## PROBLEM
Write out every entry exactly as it stands.

## SOURCE MATERIAL

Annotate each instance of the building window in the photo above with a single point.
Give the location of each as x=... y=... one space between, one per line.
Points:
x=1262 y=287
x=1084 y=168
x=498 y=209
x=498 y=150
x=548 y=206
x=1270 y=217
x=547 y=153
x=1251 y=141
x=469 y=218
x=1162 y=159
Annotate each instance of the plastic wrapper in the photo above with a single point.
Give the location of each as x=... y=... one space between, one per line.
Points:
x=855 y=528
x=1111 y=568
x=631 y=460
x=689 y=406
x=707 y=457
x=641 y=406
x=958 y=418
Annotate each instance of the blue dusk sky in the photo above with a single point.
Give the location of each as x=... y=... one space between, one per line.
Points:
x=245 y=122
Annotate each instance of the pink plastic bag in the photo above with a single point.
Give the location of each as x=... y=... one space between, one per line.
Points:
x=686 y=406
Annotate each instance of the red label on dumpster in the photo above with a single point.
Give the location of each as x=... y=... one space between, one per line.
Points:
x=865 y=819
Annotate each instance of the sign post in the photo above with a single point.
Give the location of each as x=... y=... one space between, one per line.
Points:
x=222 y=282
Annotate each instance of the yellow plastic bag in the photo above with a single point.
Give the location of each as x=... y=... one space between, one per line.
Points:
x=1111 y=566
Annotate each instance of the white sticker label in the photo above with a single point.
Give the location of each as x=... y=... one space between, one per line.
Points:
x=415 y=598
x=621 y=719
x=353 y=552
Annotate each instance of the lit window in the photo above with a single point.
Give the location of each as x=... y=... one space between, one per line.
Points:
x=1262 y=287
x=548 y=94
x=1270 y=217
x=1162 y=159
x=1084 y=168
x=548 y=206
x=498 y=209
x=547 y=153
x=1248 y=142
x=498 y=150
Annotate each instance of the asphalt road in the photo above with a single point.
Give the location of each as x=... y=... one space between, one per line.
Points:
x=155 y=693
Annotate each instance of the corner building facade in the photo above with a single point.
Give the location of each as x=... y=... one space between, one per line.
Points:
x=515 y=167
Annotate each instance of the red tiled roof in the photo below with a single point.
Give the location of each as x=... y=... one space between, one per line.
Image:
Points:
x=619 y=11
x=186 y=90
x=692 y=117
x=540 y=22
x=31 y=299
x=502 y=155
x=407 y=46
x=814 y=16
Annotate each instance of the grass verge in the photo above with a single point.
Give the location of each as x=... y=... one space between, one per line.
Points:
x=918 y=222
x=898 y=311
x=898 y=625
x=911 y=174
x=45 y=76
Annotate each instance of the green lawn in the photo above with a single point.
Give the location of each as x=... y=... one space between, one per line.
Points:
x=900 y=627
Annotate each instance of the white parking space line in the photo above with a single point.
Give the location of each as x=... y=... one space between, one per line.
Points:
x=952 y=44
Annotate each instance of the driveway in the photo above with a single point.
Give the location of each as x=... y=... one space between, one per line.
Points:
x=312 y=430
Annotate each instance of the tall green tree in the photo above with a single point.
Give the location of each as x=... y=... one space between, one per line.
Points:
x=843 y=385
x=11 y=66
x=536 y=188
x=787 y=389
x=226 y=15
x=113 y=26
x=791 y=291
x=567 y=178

## RESPONSE BELOW
Annotate each instance of the building window in the photo above with a single point.
Give the location of each as x=... y=... one space between, one per line.
Points:
x=1262 y=287
x=1084 y=168
x=498 y=209
x=498 y=150
x=548 y=206
x=1270 y=217
x=547 y=153
x=1251 y=141
x=469 y=218
x=1162 y=159
Annotate each instance of the plastic wrapper in the photo above with a single point.
Give the location of each as x=... y=... one space between, one per line.
Points:
x=855 y=528
x=1111 y=568
x=631 y=460
x=689 y=406
x=707 y=457
x=641 y=406
x=958 y=418
Annotate each instance of the blue dusk sky in the photo above with a single point.
Give the location of each as x=... y=... one space between, one per line.
Points:
x=245 y=122
Annotate each instance of the pink plastic bag in the photo above with a single point.
Give the location of each as x=... y=... one space between, one per line.
Points:
x=686 y=406
Annotate each instance of the red label on dumpster in the photo above with a single point.
Give the location of each as x=... y=... one space between, one per line.
Points:
x=865 y=819
Annotate each instance of the sign post in the photo above with a single point.
Give the location of each as x=... y=... one space between, one per line.
Points:
x=222 y=282
Annotate each instance of the yellow plastic bag in the photo above with a single point.
Give the location of each as x=... y=... one space between, one per line.
Points:
x=1111 y=566
Annotate each instance of the white sticker label in the photo above with a single point.
Give the location of each as x=... y=... one space between, one per line.
Points:
x=415 y=598
x=621 y=719
x=353 y=552
Annotate each instance of the lit window in the photo above with a single point.
Give the location of each as x=... y=... one space between, one per line.
Points:
x=1262 y=287
x=548 y=94
x=1270 y=217
x=1162 y=159
x=1084 y=168
x=548 y=206
x=498 y=209
x=547 y=153
x=1248 y=142
x=498 y=150
Annotate each instance of the asphalt road in the photo above with a single point.
Give the location of each as x=... y=... one space between, one per line.
Points:
x=155 y=693
Annotate each instance of the corner building facade in the photo above with a single point.
Give the location of each as x=... y=... one space between, one per line.
Points:
x=515 y=167
Annotate each instance of the red tiled roof in the photo below with a single point.
Give the location of each as x=... y=... one space between, one per line.
Image:
Points:
x=619 y=11
x=186 y=90
x=692 y=117
x=540 y=22
x=31 y=299
x=502 y=155
x=407 y=46
x=814 y=16
Annotate each instance of the grass verge in the photo above with a single point.
Give the location of each as x=... y=... one space between, one per line.
Points:
x=918 y=222
x=898 y=311
x=898 y=625
x=911 y=174
x=45 y=76
Annotate each instance of the green lawn in the photo above with a single point.
Give the location of each as x=... y=... one space between, one per line.
Points:
x=900 y=627
Annotate each instance of the white parking space line in the photo above with a single point.
Give the location of each as x=... y=... one space between, one per line.
Points:
x=952 y=44
Annotate each instance of the driveway in the photo above with a single point.
Give the location of each as x=... y=... one space between, one per line.
Points:
x=312 y=430
Annotate each instance of the tall green tree in the photo above with a single point.
Give the location of each as x=... y=... one space between, one per line.
Points:
x=843 y=385
x=11 y=66
x=536 y=188
x=787 y=389
x=226 y=15
x=113 y=26
x=791 y=291
x=567 y=178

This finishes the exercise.